Mantyk Na ja, das ist Jammern auf hohem Niveau – ich habe ein Dach über dem Kopf und etwas zu essen, aber ansonsten ist es schon gerade ein richtiges Tohuwabohu.

Was ist schwieriger – ein Event organisieren oder es absagen?

Mantyk Ein Event zu organisieren hat viel mit Herzblut, Schweiß, Innovationen und Ideen zu tun, mit denen man sich auch von anderen Veranstaltern abheben will. Es gibt ja heute viele Events, was gut für den Sport ist, aber nicht alle sind gut durchdacht. Ein Sicherheitskonzept ist zum Beispiel in dieser Zeit nicht einfach. Wenn es nun darum geht, Veranstaltungen abzusagen: Man muss auch aus kaufmännischer Sicht Vernunft walten lassen. Natürlich ringt man mit sich, weil die Sportler ja zu dem Event wollen und darauf hintrainiert haben – deswegen zögert man so eine Entscheidung immer etwas heraus, bis man sie schweren Herzens treffen muss.

Am 13. September soll es den 12. Ratingen Triathlon im Angerbad geben. Wie sieht es damit aus?

═══

Gib aus dem Gespräch über das Organisieren und Absagen von Sportveranstaltungen den Abschnitt von „Mantyk Ein Event“ bis einschließlich „Herzens treffen muss.“ wortgetreu wieder.

◆ **Datenauszug**:
═══

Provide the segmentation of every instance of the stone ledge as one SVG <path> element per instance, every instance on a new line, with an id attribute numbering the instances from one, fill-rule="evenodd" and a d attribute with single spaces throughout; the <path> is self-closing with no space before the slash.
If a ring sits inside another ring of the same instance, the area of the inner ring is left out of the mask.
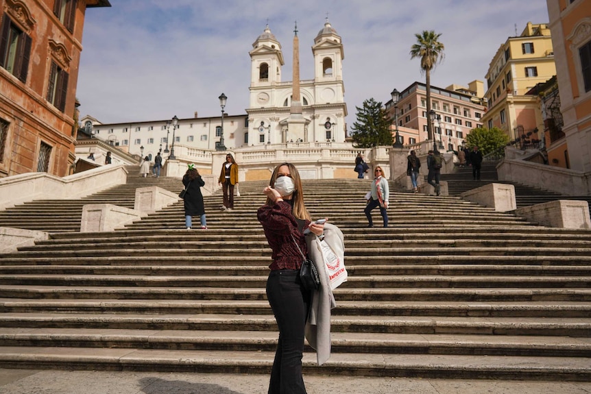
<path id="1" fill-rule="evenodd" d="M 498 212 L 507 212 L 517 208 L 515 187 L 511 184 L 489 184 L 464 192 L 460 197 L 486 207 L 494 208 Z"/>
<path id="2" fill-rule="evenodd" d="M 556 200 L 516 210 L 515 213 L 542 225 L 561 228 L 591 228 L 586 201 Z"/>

═══

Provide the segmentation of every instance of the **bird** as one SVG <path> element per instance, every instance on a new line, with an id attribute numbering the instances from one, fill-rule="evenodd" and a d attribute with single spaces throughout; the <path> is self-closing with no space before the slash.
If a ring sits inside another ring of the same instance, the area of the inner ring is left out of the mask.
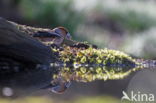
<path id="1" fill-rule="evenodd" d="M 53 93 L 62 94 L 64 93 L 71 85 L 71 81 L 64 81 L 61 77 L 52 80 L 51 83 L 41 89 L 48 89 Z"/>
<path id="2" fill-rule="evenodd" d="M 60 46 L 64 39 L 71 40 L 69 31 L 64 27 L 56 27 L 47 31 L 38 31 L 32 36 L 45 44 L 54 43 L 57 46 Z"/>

═══

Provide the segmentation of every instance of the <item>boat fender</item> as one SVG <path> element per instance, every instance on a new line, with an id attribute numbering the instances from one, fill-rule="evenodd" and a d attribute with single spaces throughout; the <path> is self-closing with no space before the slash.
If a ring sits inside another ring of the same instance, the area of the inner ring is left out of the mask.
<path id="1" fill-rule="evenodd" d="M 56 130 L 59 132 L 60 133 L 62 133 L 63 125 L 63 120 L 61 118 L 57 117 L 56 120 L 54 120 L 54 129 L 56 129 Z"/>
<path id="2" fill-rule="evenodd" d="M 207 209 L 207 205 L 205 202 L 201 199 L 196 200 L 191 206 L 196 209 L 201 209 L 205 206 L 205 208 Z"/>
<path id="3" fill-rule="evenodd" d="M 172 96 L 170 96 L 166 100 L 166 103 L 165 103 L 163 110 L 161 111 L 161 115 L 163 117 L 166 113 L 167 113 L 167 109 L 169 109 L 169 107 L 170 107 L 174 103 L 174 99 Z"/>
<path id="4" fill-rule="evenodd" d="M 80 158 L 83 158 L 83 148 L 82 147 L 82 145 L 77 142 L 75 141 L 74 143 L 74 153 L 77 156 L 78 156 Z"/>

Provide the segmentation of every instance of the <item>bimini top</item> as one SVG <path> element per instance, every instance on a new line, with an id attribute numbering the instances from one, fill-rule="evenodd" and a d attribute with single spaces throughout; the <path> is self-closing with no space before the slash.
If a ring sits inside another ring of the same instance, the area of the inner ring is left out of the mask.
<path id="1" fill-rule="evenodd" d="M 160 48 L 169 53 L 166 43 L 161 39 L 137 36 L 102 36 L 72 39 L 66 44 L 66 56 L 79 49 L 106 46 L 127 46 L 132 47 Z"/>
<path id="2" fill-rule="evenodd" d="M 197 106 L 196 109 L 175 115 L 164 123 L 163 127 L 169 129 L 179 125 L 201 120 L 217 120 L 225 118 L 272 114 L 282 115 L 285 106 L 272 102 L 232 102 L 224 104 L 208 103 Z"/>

═══

◆ **Antwort zur Aufgabe**:
Mantyk Ein Event zu organisieren hat viel mit Herzblut, Schweiß, Innovationen und Ideen zu tun, mit denen man sich auch von anderen Veranstaltern abheben will. Es gibt ja heute viele Events, was gut für den Sport ist, aber nicht alle sind gut durchdacht. Ein Sicherheitskonzept ist zum Beispiel in dieser Zeit nicht einfach. Wenn es nun darum geht, Veranstaltungen abzusagen: Man muss auch aus kaufmännischer Sicht Vernunft walten lassen. Natürlich ringt man mit sich, weil die Sportler ja zu dem Event wollen und darauf hintrainiert haben – deswegen zögert man so eine Entscheidung immer etwas heraus, bis man sie schweren Herzens treffen muss.